What is asked:
Copy out all of the data exactly as it appears.

Extracted information:
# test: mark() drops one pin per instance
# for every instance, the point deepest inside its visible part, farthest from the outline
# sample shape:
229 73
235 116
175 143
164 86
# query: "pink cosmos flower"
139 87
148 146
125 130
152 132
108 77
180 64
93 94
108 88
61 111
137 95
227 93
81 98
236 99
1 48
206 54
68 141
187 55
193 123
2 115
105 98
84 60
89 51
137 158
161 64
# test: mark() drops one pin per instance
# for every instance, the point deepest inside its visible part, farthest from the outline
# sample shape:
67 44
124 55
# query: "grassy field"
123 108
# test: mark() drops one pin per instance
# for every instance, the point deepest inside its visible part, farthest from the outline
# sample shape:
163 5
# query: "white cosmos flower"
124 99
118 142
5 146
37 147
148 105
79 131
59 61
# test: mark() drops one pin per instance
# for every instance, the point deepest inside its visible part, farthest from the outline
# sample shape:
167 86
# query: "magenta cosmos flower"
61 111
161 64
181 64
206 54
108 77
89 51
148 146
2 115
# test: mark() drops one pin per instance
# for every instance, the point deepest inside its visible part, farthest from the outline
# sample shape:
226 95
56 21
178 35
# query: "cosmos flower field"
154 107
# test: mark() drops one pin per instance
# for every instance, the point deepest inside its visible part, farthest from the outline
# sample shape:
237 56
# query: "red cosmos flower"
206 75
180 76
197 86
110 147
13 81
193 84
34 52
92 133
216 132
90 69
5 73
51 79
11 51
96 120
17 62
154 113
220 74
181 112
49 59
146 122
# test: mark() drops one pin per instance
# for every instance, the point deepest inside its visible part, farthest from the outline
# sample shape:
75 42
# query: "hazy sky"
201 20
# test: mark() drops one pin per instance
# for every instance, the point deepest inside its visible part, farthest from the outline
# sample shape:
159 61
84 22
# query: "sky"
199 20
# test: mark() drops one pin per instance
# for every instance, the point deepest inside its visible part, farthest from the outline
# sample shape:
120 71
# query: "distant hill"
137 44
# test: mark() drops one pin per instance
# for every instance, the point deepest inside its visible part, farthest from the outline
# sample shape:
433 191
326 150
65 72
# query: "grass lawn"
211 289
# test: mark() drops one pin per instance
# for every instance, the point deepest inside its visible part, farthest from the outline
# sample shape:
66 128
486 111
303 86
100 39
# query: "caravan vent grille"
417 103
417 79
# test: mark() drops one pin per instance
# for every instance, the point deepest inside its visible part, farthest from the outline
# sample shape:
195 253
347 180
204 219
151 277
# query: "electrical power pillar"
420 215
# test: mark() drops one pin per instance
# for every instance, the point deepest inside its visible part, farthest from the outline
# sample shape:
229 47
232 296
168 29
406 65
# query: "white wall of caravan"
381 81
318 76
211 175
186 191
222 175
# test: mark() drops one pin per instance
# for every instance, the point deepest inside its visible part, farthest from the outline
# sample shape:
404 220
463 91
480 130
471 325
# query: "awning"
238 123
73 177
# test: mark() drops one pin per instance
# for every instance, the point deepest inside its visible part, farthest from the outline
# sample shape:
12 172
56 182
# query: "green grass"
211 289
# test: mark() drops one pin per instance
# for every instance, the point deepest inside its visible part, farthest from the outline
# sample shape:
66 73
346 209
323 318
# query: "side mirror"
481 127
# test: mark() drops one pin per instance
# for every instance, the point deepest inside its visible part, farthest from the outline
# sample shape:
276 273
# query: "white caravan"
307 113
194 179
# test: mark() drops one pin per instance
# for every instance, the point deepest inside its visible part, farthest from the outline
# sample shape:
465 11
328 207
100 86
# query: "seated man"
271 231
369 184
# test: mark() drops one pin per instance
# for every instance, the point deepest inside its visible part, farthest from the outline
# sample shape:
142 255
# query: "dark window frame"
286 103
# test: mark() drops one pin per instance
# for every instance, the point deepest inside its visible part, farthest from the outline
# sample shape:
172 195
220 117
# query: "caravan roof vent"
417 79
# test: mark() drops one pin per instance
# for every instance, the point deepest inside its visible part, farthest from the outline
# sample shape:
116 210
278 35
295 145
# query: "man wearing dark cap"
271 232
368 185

Correct response:
# test: mark() drops one pin per instance
# for every instance, the point deepest inside its visible part, farthest from the outline
# sample shape:
229 73
235 116
175 143
164 86
# query: "pink cosmos flower"
139 87
148 146
125 130
152 132
108 77
180 64
93 94
108 88
61 111
137 95
227 93
81 98
236 99
1 48
206 54
68 141
187 55
193 123
2 115
105 98
84 60
89 51
137 158
161 64
# test: mark() drops one pin per instance
# for every instance, the point deepest inside its visible part, farthest from the outline
# sample shape:
67 44
124 55
# query: "grassy field"
123 108
# test: mark() drops one pin per instance
# for every instance, the point deepest inside its visible part, farthest from the outline
# sample shape:
163 5
# query: "white cosmos flower"
124 99
118 142
5 146
37 147
148 105
79 131
59 61
# test: mark() drops one pin per instance
# for every instance, the point deepest inside its visible part, farthest from the outline
# sample shape:
167 86
# query: "magenta cosmos flower"
61 111
161 64
181 64
206 54
108 77
89 51
148 146
2 115
# test: mark() drops one pin per instance
# for every instance, the point deepest inside its visible part, farthest from the outline
# sample shape:
226 95
56 21
178 35
# query: "cosmos flower field"
154 107
# test: mark() drops one pin per instance
# for every instance, the point deepest inside its visible part, farthest from the outline
# sample shape:
237 56
# query: "red cosmos flower"
206 75
180 76
197 86
110 147
13 81
193 84
34 52
92 133
216 132
90 69
5 73
51 79
11 51
96 120
17 62
154 113
220 74
181 112
49 59
146 122
# test: mark() drops one pin per instance
# for every instance, the point deepest inside its visible part, farthest from the outline
# sample shape:
75 42
# query: "hazy sky"
201 20
# test: mark() drops one pin per instance
# for every instance, the point deepest inside its visible part, farthest from the outline
# sample shape:
159 61
84 22
# query: "sky"
199 20
# test: mark() drops one pin per instance
# for every instance, the point deepest inside its visible part, farthest from the outline
# sample shape:
120 71
# query: "distant hill"
137 44
# test: mark() drops one pin per instance
# for every instance, the point deepest inside its visible part, farthest from the outline
# sample shape:
433 191
326 150
65 72
# query: "grass lawn"
211 289
# test: mark() drops one pin per instance
# for every instance, the point deepest inside its visible part, farthest from the outline
# sample shape:
66 128
486 111
303 86
100 39
# query: "caravan vent grille"
417 103
417 79
# test: mark() drops one pin per instance
# for every instance, the point deepest inside its visible part, farthest from the outline
# sample shape:
195 253
347 180
204 219
151 277
# query: "electrical power pillar"
420 215
# test: mark() drops one pin per instance
# for every instance, the point deepest inside its visible part, farthest from the outline
# sample shape:
229 47
232 296
168 29
406 65
# query: "white wall of caravan"
381 81
318 76
211 175
186 191
222 175
# test: mark() drops one pin per instance
# for every instance, the point deepest inside its visible part, farthest from the outline
# sample shape:
404 220
463 91
480 130
471 325
# query: "awning"
238 123
73 177
# test: mark() drops one pin per instance
# for every instance, the point deepest inside its visible part, farthest from the outline
# sample shape:
12 172
56 182
# query: "green grass"
211 289
# test: mark() drops one pin per instance
# for every instance, the point deepest inside its visible part, farthest from the outline
# sample shape:
66 73
346 209
323 318
# query: "side mirror"
481 127
# test: mark() drops one pin per instance
# for every instance, the point deepest inside its visible part, farthest from the outline
# sample shape:
276 273
# query: "white caravan"
307 113
194 179
# test: mark() drops one pin per instance
# for every instance, the point deepest inside its visible part, farthest from the outline
# sample shape:
465 11
328 207
100 86
# query: "seated man"
271 231
369 184
# test: mark() drops one pin per instance
# for every instance, the point deepest inside its visible part, farthest from the outline
# sample shape:
142 255
# query: "dark window frame"
286 103
# test: mark() drops one pin per instance
# for every instance, the point deepest inside its visible part, farthest from the outline
# sample shape:
172 195
220 117
# query: "caravan roof vent"
417 79
# test: mark() drops one pin per instance
# for every instance, the point deepest inside its visible part, farthest from the outline
# sample shape:
116 210
278 35
295 145
# query: "man wearing dark cap"
271 232
368 185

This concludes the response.